╭─ RECORDS SUPPLIED

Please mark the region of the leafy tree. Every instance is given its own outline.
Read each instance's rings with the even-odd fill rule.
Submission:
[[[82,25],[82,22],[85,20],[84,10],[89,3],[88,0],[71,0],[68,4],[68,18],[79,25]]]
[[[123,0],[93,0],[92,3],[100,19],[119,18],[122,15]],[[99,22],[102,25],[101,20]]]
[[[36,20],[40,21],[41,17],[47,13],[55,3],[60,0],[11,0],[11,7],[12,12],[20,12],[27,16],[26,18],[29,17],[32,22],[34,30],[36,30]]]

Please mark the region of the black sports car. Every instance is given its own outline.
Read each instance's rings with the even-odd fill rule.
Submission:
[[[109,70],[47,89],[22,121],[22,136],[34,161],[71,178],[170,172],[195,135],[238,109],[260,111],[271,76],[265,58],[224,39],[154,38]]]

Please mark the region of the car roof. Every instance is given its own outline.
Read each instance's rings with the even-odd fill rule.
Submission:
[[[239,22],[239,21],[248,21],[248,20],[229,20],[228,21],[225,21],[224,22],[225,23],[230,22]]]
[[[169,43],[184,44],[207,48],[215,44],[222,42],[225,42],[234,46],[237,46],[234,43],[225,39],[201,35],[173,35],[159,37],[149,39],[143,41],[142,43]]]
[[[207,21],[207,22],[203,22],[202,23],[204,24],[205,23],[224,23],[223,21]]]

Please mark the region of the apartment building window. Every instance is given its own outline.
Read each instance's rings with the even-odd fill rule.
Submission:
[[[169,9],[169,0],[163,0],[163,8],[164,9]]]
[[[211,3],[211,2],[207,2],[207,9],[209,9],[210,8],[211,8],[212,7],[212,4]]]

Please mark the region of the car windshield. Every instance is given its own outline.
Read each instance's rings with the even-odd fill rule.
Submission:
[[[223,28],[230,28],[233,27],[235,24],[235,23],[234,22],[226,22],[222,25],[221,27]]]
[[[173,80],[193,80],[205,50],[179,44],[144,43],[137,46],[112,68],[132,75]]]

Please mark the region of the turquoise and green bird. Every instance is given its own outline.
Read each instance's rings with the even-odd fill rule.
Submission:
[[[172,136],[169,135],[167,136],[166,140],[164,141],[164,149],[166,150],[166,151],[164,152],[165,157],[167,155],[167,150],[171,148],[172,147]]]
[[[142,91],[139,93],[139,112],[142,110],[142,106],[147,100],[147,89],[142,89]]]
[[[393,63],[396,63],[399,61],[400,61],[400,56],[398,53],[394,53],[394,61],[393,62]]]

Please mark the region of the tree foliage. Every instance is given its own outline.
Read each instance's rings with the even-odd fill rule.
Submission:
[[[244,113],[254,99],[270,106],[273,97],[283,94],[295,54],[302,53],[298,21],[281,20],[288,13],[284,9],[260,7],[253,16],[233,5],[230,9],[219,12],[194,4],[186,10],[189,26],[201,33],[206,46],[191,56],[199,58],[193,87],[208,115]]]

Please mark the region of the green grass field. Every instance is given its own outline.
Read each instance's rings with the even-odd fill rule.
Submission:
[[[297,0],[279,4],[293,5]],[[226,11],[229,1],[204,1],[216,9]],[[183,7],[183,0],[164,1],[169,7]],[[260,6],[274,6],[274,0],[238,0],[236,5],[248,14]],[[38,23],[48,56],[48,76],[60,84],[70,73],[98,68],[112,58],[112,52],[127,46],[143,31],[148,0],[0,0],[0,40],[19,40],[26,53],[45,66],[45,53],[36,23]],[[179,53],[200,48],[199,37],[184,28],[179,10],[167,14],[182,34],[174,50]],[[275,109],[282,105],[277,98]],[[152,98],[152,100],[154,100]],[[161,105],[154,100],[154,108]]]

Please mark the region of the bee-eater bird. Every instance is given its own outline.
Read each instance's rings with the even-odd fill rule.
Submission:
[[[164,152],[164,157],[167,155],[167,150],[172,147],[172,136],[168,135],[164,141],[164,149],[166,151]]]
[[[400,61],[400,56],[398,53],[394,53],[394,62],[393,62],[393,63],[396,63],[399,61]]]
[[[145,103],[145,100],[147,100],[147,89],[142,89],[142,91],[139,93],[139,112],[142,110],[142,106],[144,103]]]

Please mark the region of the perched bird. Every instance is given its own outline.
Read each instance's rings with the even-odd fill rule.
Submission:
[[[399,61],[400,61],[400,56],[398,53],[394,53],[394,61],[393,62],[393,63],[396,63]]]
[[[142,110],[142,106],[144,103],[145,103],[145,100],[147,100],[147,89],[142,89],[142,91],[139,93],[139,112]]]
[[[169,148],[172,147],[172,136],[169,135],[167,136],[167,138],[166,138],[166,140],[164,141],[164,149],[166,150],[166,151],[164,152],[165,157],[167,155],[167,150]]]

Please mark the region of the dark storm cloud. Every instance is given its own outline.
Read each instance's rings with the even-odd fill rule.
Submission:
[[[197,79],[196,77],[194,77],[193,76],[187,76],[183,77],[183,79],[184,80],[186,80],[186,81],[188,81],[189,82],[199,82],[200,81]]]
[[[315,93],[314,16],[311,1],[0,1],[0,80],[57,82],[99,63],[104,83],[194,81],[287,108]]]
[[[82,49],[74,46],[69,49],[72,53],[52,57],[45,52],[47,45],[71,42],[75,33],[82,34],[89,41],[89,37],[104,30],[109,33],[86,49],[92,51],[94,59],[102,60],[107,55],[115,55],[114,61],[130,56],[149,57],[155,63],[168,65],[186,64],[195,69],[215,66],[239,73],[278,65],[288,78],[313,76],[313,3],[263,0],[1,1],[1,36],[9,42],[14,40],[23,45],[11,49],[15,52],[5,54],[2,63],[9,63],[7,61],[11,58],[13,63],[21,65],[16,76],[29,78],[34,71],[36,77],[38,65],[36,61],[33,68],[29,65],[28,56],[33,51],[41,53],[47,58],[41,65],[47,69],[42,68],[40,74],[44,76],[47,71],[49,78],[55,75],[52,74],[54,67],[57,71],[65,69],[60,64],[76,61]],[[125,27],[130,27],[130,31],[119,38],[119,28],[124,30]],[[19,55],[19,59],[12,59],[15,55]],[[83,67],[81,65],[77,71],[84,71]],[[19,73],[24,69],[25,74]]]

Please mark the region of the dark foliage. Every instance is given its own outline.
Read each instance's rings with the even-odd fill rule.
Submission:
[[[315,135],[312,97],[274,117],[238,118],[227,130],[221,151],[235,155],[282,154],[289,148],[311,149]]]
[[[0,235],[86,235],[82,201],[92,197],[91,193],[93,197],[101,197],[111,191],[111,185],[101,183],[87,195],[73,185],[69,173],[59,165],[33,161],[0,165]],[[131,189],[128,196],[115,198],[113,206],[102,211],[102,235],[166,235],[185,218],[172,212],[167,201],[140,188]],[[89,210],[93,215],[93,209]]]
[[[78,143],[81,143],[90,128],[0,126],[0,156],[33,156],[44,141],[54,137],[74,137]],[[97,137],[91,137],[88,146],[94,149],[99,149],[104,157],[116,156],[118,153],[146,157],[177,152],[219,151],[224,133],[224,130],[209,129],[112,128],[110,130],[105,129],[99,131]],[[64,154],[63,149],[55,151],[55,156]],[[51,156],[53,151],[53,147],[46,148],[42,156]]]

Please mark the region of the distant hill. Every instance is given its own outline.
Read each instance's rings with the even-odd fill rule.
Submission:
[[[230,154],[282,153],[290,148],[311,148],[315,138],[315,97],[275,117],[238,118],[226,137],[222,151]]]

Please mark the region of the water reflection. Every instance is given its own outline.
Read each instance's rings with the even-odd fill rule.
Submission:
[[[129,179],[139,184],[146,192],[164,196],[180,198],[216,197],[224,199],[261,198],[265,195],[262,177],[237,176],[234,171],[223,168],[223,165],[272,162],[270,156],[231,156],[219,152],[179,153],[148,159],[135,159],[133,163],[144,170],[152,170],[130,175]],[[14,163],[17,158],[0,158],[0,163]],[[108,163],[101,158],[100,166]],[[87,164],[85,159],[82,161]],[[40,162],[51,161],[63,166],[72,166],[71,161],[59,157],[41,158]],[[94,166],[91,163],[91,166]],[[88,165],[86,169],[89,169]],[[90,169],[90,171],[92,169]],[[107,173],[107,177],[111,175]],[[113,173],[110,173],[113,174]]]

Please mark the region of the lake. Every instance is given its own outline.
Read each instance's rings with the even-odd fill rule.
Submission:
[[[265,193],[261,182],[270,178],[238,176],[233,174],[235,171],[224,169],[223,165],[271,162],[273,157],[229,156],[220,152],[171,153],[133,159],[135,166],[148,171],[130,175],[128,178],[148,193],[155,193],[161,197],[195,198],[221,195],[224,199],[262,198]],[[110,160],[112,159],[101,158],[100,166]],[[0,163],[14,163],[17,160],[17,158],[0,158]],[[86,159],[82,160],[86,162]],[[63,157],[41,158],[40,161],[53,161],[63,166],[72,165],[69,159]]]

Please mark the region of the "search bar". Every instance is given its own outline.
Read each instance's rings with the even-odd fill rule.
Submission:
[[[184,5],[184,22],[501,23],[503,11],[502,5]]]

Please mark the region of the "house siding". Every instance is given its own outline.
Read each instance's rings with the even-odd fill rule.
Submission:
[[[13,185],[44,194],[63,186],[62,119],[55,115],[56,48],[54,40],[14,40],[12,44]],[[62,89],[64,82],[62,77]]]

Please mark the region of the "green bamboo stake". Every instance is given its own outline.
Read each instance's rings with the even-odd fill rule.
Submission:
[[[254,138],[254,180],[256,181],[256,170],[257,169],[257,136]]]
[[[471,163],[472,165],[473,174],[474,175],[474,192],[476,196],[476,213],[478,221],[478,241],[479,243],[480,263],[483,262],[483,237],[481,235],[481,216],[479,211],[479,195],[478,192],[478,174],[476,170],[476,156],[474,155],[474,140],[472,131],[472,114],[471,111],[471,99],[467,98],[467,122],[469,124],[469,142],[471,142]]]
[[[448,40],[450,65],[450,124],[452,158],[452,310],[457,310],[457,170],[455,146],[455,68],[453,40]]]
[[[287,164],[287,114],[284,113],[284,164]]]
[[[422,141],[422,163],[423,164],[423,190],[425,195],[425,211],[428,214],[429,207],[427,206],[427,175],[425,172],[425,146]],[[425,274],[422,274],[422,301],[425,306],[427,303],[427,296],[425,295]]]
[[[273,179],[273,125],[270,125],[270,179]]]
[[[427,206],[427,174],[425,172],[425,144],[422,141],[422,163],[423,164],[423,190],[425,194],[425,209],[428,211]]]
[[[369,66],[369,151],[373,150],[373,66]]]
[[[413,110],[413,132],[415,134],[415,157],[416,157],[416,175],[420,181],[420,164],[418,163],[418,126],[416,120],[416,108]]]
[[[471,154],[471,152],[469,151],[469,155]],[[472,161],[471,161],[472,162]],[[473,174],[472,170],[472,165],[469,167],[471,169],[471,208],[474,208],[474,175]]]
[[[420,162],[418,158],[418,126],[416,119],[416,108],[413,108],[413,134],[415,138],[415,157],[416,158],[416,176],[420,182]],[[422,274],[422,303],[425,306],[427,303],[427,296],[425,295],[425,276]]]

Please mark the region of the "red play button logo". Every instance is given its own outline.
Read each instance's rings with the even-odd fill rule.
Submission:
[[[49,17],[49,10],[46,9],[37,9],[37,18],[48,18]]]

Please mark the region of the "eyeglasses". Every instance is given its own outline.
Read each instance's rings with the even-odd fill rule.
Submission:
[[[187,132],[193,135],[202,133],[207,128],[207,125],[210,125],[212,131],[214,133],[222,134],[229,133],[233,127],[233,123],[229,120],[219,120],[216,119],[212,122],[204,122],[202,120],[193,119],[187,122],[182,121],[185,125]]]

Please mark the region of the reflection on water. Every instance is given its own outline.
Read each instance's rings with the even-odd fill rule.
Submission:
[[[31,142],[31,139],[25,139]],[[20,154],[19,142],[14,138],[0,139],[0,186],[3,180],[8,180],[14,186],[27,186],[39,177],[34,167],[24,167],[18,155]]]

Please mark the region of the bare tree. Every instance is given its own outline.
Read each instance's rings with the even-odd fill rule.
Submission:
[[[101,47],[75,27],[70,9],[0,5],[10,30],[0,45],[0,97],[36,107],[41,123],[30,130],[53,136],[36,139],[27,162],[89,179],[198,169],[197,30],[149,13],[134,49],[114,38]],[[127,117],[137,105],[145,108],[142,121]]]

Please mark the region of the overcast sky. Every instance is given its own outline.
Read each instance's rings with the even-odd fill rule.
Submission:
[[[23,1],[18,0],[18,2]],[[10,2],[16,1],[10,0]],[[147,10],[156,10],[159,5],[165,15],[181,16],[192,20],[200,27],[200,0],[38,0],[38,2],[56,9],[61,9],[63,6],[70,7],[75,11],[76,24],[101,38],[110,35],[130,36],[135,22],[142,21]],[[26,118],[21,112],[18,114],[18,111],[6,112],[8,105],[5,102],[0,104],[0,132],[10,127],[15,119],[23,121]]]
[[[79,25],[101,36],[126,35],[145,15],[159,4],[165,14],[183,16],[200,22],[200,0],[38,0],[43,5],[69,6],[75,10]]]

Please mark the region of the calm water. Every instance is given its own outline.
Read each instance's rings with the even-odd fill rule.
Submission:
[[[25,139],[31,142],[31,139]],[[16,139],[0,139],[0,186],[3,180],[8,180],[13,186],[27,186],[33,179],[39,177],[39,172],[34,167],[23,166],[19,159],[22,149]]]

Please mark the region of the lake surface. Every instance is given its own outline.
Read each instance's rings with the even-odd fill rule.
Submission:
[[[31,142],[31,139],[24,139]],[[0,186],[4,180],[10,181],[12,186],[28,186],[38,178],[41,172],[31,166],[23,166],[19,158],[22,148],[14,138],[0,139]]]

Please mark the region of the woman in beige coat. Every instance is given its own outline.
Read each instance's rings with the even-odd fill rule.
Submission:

╰─

> _EXERCISE DESCRIPTION_:
Show every line above that contains the word "lake", copying each one in full.

> _COMPLETED EXERCISE_:
Please mark the region of the lake. Every instance is given its own outline.
Please mark the region of the lake surface. Every instance is given its own outline.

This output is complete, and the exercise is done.